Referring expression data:
____________
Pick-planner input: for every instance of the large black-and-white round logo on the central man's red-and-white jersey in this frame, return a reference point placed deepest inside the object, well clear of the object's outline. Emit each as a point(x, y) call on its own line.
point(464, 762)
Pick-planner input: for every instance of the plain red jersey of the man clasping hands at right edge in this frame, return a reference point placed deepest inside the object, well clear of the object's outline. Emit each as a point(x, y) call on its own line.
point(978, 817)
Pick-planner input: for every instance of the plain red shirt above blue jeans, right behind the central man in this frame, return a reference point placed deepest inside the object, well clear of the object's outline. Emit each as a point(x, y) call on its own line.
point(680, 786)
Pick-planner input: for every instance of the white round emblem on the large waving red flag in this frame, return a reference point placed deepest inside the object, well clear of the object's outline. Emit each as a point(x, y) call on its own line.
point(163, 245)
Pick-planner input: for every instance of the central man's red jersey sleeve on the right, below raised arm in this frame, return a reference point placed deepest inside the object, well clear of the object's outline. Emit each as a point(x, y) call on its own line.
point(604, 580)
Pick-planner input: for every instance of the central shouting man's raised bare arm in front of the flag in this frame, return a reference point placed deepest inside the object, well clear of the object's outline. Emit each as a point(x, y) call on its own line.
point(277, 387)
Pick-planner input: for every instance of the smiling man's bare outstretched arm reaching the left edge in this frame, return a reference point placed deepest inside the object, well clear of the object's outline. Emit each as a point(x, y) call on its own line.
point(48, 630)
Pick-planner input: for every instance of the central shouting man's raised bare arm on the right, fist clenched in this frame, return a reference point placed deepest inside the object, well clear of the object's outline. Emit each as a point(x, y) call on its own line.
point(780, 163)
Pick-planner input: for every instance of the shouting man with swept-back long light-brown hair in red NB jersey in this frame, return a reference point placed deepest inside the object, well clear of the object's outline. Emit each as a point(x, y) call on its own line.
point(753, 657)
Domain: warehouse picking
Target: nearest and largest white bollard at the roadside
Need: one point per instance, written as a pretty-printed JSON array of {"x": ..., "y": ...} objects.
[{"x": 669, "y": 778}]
____________
**What the task requires:**
Restate word for word the entries above, starting at the line with "Pick-planner input: for every instance of the plain red shirt" and ending at the line with "Target: nearest and", inclusive, and no others.

**Written answer:**
Pick-planner input: for every instance of the plain red shirt above blue jeans, right behind the central man in this frame, return a reference point placed deepest inside the object, well clear of the object's outline. Emit each as a point(x, y) call on its own line.
point(680, 786)
Pick-planner input: for every instance of the white round emblem on the large waving red flag in this frame, return a reference point placed deepest inside the object, well clear of the object's outline. Emit each as a point(x, y) call on its own line.
point(163, 245)
Pick-planner input: for every instance of the central man's red jersey sleeve on the right, below raised arm in this frame, return a reference point placed deepest inside the object, well clear of the object's outline. Emit each as a point(x, y) call on its own line.
point(604, 580)
Pick-planner input: for every instance of the central shouting man's raised bare arm in front of the flag in this frame, return a reference point placed deepest inside the object, well clear of the object's outline. Emit each as a point(x, y) call on its own line.
point(277, 387)
Pick-planner input: for every instance of the smiling man's bare outstretched arm reaching the left edge in this frame, return a reference point placed deepest inside the object, well clear of the object's outline. Emit each as a point(x, y) call on its own line.
point(48, 630)
Pick-planner input: for every instance of the central shouting man's raised bare arm on the right, fist clenched in this frame, return a reference point placed deepest inside the object, well clear of the object's outline. Emit each as a point(x, y) call on its own line.
point(780, 163)
Pick-planner input: for every instance of the shouting man with swept-back long light-brown hair in red NB jersey in this frame, return a reference point placed deepest inside the object, well clear of the object's outline. Emit each as a point(x, y) call on its own line.
point(753, 657)
Domain: warehouse picking
Target: nearest and largest white bollard at the roadside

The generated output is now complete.